Manifesto’nun yasaklar bahsi

Doç. Dr. Yusuf Özkır / İstanbul Medipol Üniversitesi
12.05.2018

AK Parti kurulduğu 14 Ağustos 2001’den sonra girdiği ilk seçim öncesinde 3Y yani yolsuzluk, yoksulluk ve yasaklar ile mücadele edeceğini vurgulayarak seçmenin karşısına çıkmıştı. Gelinen noktada AK Parti’nin 16 yıllık hükümet etme dönemlerinde en başarılı olduğu alanlardan birinin yasaklarla mücadele olduğunu söylemek gerekir.


Manifesto’nun yasaklar bahsi

Cumhurbaşkanı Recep Tayyip Erdoğan AK Parti’nin İstanbul il kongresinde 24 Haziran seçim manifestosunu açıkladı. Manifesto iyi hazırlanmış ve ayakları yere basan sağlam iddialara sahip. Türkiye’nin anlam dünyasının ne olduğu, nasıl şekillendiği, ne tür badirelerden geçerek bugünlere geldiği tarihi akışı içerisinde özetlenmiş. Kritik dönemlerin öncü isimleri olan Sultan Alparslan, Fatih Sultan Mehmet, Sultan İkinci Abdülhamit, Mustafa Kemal Atatürk, Adnan Menderes, Necmettin Erbakan, Turgut Özal ve Alparslan Türkeş isimleriyle zikredilerek derinlikli bir okuma yapıldı. Bu kap-samda Erdoğan tarafından belirtilen “Biz, 15 Temmuz gecesi çıplak elleriyle tankları durduranlarız, o gece ölümü öldürenleriz… Biz, 15 asırdır Okçular Tepesi’ni bekleyenleriz… Biz, gölgesini üzerimizde hiç eksik etmeyecek o al sancağın bekçileriyiz… Biz, bu toprakları kanlarıyla yoğurarak vatan kılanlarız, şehitler tepesini boş bırakmayanlarız” ifadeleri bizlerin bu topraklardaki esaslı duruşunu da özetler nitelikteydi. Erdoğan 2023, 2053 ve 2071 hedeflerinin de bu değerlerden hareketle inşa edileceğini belirterek mazi ile ati arasında bir köprü kuruyordu.

•••

» **Görevler**
**a)** Verilen metne göre şu soruları yanıtlayın:
(i) AK Parti hangi tarihte kuruldu?
(ii) Erdoğan 24 Haziran seçim manifestosunu nerede açıkladı?
(iii) 3Y hangi üç kavramı ifade ediyor?
**b)** Satırlarda "As a warehouse robot's perception module, locate long" ifadesini içeren satırdan son satıra kadar, ikisi de dahil olmak üzere, tüm satırları "overcast sky" yerine "cloudy sky" koyarak güncelleyin. Başka hiçbir yeri değiştirmeyin.

•••

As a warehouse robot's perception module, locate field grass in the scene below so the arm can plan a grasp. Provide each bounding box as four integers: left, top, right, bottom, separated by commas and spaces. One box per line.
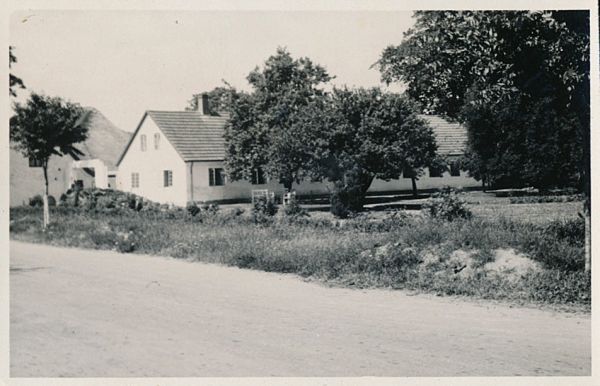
11, 196, 591, 310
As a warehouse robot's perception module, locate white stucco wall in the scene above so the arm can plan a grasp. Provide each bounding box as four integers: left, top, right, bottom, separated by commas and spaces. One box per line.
117, 116, 187, 206
9, 149, 94, 206
187, 161, 481, 201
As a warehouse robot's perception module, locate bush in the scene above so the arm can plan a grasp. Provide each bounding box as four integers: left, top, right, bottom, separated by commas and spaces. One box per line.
423, 187, 472, 221
330, 187, 364, 218
185, 202, 200, 217
252, 197, 278, 224
29, 194, 44, 207
283, 199, 308, 217
522, 219, 585, 271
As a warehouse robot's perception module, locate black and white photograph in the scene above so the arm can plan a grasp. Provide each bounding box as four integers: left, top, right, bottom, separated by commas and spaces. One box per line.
0, 1, 600, 385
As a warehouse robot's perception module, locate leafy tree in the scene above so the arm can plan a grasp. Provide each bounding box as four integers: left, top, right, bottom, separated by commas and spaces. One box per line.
10, 93, 89, 228
378, 11, 589, 192
378, 11, 591, 270
225, 48, 332, 190
309, 88, 439, 211
8, 46, 25, 97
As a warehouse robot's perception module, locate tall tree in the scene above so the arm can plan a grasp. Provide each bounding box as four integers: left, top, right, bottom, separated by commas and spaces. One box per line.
378, 11, 589, 188
378, 11, 591, 269
309, 88, 438, 211
10, 93, 89, 229
8, 46, 25, 97
225, 48, 332, 190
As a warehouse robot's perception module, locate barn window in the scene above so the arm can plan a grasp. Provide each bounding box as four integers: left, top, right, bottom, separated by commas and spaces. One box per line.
154, 133, 160, 150
208, 168, 225, 186
450, 162, 460, 177
252, 168, 267, 185
163, 170, 173, 186
131, 173, 140, 188
29, 157, 42, 168
140, 134, 146, 151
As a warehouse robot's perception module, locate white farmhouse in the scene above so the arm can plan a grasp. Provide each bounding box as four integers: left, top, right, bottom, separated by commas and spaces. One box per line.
117, 95, 480, 206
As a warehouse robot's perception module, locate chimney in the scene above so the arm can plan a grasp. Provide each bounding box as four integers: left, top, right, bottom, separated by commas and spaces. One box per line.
196, 93, 210, 115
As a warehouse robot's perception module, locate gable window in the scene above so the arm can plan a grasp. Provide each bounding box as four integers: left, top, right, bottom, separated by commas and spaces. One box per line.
252, 168, 267, 185
154, 133, 160, 150
131, 173, 140, 188
140, 134, 146, 151
163, 170, 173, 186
208, 168, 225, 186
29, 157, 42, 168
450, 162, 460, 177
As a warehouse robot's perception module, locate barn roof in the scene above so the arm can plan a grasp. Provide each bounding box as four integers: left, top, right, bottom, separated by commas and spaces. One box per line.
118, 110, 467, 167
419, 114, 467, 155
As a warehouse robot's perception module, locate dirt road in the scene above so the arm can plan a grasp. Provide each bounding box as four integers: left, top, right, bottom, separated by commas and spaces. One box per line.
10, 242, 591, 377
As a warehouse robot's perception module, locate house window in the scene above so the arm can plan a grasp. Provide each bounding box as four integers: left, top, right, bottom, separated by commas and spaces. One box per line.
154, 133, 160, 150
163, 170, 173, 186
29, 157, 42, 168
252, 168, 267, 185
208, 168, 225, 186
429, 167, 443, 177
450, 162, 460, 177
131, 173, 140, 188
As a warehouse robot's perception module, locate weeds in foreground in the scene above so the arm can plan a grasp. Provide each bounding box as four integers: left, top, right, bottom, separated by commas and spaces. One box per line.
11, 207, 591, 306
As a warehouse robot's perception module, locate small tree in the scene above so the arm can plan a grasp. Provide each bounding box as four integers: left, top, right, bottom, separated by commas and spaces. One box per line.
8, 46, 25, 97
10, 93, 89, 229
310, 88, 438, 211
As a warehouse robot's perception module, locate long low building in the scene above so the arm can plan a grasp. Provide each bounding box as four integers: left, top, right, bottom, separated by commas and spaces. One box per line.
117, 97, 480, 205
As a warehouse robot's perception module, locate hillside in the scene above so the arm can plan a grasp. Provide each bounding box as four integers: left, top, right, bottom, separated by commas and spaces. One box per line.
77, 107, 131, 170
10, 108, 131, 206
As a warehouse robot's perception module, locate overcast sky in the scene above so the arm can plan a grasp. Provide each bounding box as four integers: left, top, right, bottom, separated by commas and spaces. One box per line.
10, 11, 413, 131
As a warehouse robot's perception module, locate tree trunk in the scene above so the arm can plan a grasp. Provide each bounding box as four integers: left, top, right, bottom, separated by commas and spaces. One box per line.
583, 196, 592, 273
410, 177, 419, 198
42, 161, 50, 230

•••

» **Görev Yanıtları**
**a)**
(i) 14 Ağustos 2001
(ii) AK Parti'nin İstanbul il kongresinde
(iii) Yolsuzluk, yoksulluk ve yasaklar

**b)**
As a warehouse robot's perception module, locate long low building in the scene above so the arm can plan a grasp. Provide each bounding box as four integers: left, top, right, bottom, separated by commas and spaces. One box per line.
117, 97, 480, 205
As a warehouse robot's perception module, locate hillside in the scene above so the arm can plan a grasp. Provide each bounding box as four integers: left, top, right, bottom, separated by commas and spaces. One box per line.
77, 107, 131, 170
10, 108, 131, 206
As a warehouse robot's perception module, locate cloudy sky in the scene above so the arm can plan a grasp. Provide each bounding box as four integers: left, top, right, bottom, separated by commas and spaces. One box per line.
10, 11, 413, 131
As a warehouse robot's perception module, locate tree trunk in the scene above so the arm can plan a grasp. Provide each bounding box as four integers: left, top, right, bottom, separated by commas and spaces. One box per line.
583, 196, 592, 273
410, 177, 419, 198
42, 161, 50, 230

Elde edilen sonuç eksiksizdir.